■ **To be done**:
Every record below should be written out exactly; pictures stay out.

- - -

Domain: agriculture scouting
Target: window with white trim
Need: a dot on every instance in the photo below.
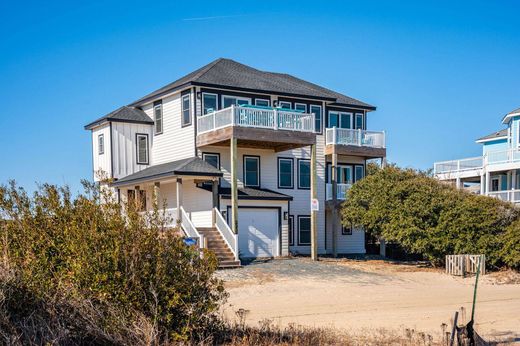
(252, 171)
(262, 102)
(209, 103)
(157, 111)
(101, 144)
(186, 108)
(142, 149)
(304, 230)
(285, 173)
(304, 174)
(316, 110)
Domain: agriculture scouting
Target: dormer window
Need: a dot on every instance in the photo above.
(142, 149)
(157, 111)
(101, 144)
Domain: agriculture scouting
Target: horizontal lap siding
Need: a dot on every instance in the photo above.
(101, 163)
(124, 147)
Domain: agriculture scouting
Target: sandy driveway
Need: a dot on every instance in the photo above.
(355, 295)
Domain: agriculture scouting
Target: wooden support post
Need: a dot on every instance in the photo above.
(234, 186)
(179, 199)
(334, 178)
(314, 214)
(214, 190)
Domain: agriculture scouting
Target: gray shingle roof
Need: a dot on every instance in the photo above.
(497, 134)
(123, 114)
(231, 74)
(189, 166)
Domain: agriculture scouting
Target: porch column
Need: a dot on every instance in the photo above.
(234, 186)
(156, 190)
(179, 198)
(333, 179)
(214, 191)
(314, 214)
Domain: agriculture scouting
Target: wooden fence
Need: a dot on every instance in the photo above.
(465, 264)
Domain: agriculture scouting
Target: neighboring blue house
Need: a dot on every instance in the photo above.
(497, 170)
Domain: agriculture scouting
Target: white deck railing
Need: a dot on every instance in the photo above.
(458, 165)
(360, 138)
(230, 238)
(341, 193)
(506, 195)
(189, 228)
(247, 116)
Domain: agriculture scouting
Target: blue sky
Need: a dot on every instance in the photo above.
(440, 73)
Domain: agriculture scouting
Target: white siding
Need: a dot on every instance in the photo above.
(101, 162)
(124, 147)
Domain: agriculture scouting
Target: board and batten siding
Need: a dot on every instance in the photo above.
(101, 162)
(124, 147)
(175, 142)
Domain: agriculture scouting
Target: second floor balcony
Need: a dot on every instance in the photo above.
(257, 127)
(357, 142)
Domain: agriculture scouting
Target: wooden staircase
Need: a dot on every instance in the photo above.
(218, 245)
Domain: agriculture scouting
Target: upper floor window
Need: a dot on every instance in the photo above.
(262, 102)
(285, 105)
(285, 173)
(252, 171)
(209, 103)
(142, 149)
(101, 144)
(304, 174)
(157, 111)
(316, 110)
(228, 101)
(341, 120)
(302, 107)
(186, 116)
(358, 124)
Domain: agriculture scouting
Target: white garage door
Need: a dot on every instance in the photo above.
(258, 232)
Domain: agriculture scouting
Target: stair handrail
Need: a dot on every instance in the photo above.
(225, 231)
(189, 228)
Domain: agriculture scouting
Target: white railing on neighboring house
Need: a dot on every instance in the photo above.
(360, 138)
(230, 238)
(341, 193)
(249, 116)
(458, 165)
(506, 195)
(189, 228)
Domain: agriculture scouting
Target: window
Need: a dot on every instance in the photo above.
(209, 103)
(285, 105)
(157, 111)
(304, 230)
(262, 102)
(139, 203)
(101, 144)
(186, 117)
(340, 120)
(212, 159)
(142, 149)
(316, 110)
(291, 229)
(252, 171)
(346, 230)
(359, 173)
(228, 101)
(302, 107)
(359, 121)
(304, 174)
(285, 173)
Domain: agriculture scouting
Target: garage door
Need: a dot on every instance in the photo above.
(258, 232)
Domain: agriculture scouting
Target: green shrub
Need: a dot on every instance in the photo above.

- - -

■ **Completed task**:
Domain: agriculture scouting
Target: window with white trim
Need: a dot on every instance in the photo below.
(252, 171)
(262, 102)
(209, 103)
(157, 111)
(101, 144)
(186, 108)
(142, 149)
(304, 230)
(285, 173)
(304, 174)
(316, 110)
Domain: agriculture scouting
Target: dormer window
Need: a dot on every instance in the photo above.
(142, 149)
(157, 111)
(101, 144)
Domain: agriculture scouting
Target: horizontal lap siding
Need: a dot on every instance in the photo above.
(101, 163)
(124, 147)
Domain: agriculture scouting
Target: sandy driveway
Need: a dot on every instance in the photo above.
(355, 295)
Domain: agriculture scouting
Target: wooden support post
Need: a dot on every instance in the photo above.
(234, 186)
(179, 199)
(334, 178)
(314, 214)
(214, 190)
Domain: agriculture scouting
Target: gray shingle roof
Need: a dot on every instance in the photo above.
(497, 134)
(123, 114)
(231, 74)
(189, 166)
Domain: agriculture scouting
Target: porch column
Need: a dot on every instance in the photo above.
(234, 186)
(156, 190)
(179, 198)
(333, 179)
(214, 191)
(314, 214)
Domain: agriculture scouting
Target: wooden fence
Need: a dot on every instance in the photo above.
(465, 264)
Domain: agriculture scouting
Target: neighboring blue house
Need: a dot on every instance in the photo above.
(497, 170)
Domain: agriculture scouting
Target: white deck railing
Need: a dot on every instance in the photo above.
(458, 165)
(360, 138)
(230, 238)
(341, 193)
(506, 195)
(189, 228)
(247, 116)
Domain: agriculture scouting
Target: blue sky
Need: a dot on every instance in the photo above.
(440, 73)
Domain: agriculture scouting
Target: white siding
Need: a dot on every instance in the photo above.
(101, 162)
(124, 147)
Domain: agriculture scouting
Target: board and batten siding
Need: a dot on every instance in the photo above.
(101, 162)
(124, 147)
(175, 142)
Domain: agriculture scouting
Target: second floor balcony
Need: a dot on every instance in the photo above.
(257, 127)
(357, 142)
Domain: agriculture scouting
Target: wooden staircase
Need: a dot on every instance in the photo above.
(218, 245)
Domain: agriculture scouting
Target: upper floor window
Need: a dot on every instance in the photo above.
(262, 102)
(285, 105)
(285, 173)
(252, 171)
(209, 103)
(142, 149)
(101, 144)
(304, 174)
(157, 111)
(316, 110)
(228, 101)
(341, 120)
(302, 107)
(186, 116)
(358, 124)
Domain: agriculture scouting
Target: white garage door
Need: a dot on every instance in the photo above.
(258, 232)
Domain: agriculture scouting
Target: stair handrail
Need: a dot on every instance in the photo above.
(225, 231)
(189, 228)
Domain: agriculture scouting
Target: white railing on neighboring house
Need: a dot on every instance in the photo above.
(360, 138)
(230, 238)
(341, 193)
(249, 116)
(458, 165)
(506, 195)
(189, 228)
Domain: agriculture scouting
Target: window
Need: a dot on every instance in the photo above.
(209, 103)
(285, 105)
(157, 111)
(304, 230)
(262, 102)
(139, 203)
(101, 144)
(186, 117)
(340, 120)
(212, 159)
(142, 149)
(316, 110)
(291, 229)
(252, 171)
(346, 230)
(359, 173)
(228, 101)
(302, 107)
(359, 121)
(304, 174)
(285, 173)
Domain: agriculture scouting
Target: garage door
Need: a dot on every instance in the photo above.
(258, 232)
Domain: agriculture scouting
Target: green shrub
Need: a dot on every instance in the photo above.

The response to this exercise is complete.